Copy the material below, starting at the line that contains "Check that every instance of the green" and going through its last line, and change "tree line" to "edge of the woods" while keeping everything else the same.
** START MATERIAL PROVIDED **
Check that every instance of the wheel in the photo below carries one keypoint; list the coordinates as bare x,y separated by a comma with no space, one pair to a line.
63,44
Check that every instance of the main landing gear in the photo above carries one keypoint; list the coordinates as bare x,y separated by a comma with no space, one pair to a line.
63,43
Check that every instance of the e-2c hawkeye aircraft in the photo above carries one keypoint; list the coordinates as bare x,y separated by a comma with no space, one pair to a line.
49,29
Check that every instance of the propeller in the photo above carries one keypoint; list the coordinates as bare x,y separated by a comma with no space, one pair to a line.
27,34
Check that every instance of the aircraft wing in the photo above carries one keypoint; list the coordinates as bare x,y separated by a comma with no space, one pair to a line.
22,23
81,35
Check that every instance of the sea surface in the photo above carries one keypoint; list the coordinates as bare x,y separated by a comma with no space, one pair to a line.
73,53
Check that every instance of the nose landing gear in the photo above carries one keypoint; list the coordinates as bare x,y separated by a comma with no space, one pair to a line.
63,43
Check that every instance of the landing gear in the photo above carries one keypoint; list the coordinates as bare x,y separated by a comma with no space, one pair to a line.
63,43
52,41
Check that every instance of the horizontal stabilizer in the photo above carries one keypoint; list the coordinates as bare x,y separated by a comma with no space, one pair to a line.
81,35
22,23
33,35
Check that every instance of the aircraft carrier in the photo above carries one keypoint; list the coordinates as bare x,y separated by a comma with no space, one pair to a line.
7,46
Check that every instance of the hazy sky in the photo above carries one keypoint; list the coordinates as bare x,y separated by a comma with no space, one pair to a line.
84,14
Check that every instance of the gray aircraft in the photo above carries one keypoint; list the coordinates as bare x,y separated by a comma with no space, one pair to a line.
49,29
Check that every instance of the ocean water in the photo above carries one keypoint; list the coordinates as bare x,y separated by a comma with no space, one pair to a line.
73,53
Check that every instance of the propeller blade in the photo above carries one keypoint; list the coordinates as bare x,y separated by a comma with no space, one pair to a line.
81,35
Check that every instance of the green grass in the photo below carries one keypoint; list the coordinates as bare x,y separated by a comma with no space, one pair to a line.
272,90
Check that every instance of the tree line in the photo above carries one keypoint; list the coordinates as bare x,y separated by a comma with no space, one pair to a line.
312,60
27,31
** END MATERIAL PROVIDED **
* **WRITTEN RESPONSE**
Check that every instance of the green grass in the photo below carries one keypoint; list the coordinates as bare x,y separated by a comma with no space, one pair to a line.
272,90
Check that every instance of the edge of the woods in the photo above carries one keypoint; list the coordinates as bare x,y separated by a comma with no space, one pair to a line.
312,60
27,31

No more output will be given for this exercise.